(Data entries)
== Segment start ==
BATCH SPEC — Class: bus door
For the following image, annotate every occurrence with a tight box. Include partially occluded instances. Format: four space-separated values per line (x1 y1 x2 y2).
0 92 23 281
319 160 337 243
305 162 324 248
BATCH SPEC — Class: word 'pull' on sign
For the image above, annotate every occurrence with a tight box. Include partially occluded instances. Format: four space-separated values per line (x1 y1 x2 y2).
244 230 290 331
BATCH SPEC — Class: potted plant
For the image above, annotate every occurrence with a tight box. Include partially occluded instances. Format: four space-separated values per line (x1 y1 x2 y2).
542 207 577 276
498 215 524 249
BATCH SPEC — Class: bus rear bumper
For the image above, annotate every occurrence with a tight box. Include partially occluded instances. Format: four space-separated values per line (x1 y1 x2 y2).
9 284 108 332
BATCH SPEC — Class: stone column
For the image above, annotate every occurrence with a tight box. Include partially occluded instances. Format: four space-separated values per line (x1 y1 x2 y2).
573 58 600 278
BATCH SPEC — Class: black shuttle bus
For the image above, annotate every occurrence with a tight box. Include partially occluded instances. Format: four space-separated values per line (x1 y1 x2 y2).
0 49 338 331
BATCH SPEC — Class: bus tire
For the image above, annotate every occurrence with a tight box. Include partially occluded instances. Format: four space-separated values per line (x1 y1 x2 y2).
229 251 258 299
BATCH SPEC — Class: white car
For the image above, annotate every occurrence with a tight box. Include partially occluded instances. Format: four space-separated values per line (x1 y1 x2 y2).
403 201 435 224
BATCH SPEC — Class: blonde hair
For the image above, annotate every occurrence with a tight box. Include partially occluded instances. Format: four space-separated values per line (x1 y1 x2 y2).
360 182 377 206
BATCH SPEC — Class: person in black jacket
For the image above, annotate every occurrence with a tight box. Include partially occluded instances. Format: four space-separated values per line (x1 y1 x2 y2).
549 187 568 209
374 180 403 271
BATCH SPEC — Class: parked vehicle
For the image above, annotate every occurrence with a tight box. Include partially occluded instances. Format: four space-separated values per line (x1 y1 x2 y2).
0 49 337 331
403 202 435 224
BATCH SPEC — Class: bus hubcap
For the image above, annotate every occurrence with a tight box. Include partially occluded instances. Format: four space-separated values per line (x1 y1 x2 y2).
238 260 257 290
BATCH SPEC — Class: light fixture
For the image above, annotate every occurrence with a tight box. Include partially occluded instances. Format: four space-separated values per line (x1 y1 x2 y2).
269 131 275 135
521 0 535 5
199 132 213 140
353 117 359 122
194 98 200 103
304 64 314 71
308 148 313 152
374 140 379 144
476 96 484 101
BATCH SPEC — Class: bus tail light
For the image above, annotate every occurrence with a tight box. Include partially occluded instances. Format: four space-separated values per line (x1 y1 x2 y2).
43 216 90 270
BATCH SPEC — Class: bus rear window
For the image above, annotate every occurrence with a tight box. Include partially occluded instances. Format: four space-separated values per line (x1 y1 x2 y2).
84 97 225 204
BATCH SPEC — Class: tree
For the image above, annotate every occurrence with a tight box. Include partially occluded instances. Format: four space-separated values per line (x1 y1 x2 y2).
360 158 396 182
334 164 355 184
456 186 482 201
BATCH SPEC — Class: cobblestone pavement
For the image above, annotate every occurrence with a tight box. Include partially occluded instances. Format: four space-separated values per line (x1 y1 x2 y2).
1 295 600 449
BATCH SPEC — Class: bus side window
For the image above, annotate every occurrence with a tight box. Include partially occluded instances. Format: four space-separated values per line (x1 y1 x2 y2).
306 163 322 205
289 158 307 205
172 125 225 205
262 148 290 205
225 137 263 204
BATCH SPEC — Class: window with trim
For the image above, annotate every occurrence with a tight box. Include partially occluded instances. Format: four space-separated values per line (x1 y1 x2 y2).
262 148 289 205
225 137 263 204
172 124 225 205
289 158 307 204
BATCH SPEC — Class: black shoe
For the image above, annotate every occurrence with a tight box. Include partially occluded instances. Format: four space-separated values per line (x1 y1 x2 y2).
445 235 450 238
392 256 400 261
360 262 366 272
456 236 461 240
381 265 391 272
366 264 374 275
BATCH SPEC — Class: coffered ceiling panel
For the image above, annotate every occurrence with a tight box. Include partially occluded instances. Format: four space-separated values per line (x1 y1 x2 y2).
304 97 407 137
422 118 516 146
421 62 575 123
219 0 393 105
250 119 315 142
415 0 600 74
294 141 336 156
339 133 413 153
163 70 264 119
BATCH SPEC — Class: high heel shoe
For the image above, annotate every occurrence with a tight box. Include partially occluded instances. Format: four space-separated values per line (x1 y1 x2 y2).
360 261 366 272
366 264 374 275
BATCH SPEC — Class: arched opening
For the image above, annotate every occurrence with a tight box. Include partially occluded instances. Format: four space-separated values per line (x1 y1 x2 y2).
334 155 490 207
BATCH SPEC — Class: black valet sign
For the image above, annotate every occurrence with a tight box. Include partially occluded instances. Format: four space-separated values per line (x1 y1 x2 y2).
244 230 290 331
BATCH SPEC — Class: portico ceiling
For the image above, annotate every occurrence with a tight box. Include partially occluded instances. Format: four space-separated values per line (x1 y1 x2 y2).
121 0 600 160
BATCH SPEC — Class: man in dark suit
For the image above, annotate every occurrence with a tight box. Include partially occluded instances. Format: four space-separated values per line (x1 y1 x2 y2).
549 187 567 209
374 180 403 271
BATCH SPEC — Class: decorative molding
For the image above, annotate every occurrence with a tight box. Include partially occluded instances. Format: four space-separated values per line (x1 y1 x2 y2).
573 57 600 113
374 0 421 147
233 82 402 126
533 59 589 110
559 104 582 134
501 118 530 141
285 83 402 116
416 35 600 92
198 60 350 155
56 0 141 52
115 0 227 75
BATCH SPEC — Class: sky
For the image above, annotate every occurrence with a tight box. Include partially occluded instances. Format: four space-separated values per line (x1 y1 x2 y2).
== Segment end ==
What to work on
Nothing but the lines from the one with "BATCH SPEC — Class: decorative molding" through the last line of the data should appear; print them exactly.

Exercise solution
BATCH SPEC — Class: decorative molding
For the image above, annotate every occurrence with a tight box. Include partially occluded instances. Format: four space-separated values per line (x1 y1 x2 y2).
573 57 600 113
374 0 421 147
233 82 402 126
533 59 589 110
559 104 582 134
501 118 530 141
285 83 402 116
416 35 600 92
198 60 350 155
56 0 141 52
115 0 227 75
BATCH SPEC — Class: sky
For the image above, annotate every occurrence with a tight box. Include partially occluded instances. Format: four space-separated values per line (x1 y1 x2 y2).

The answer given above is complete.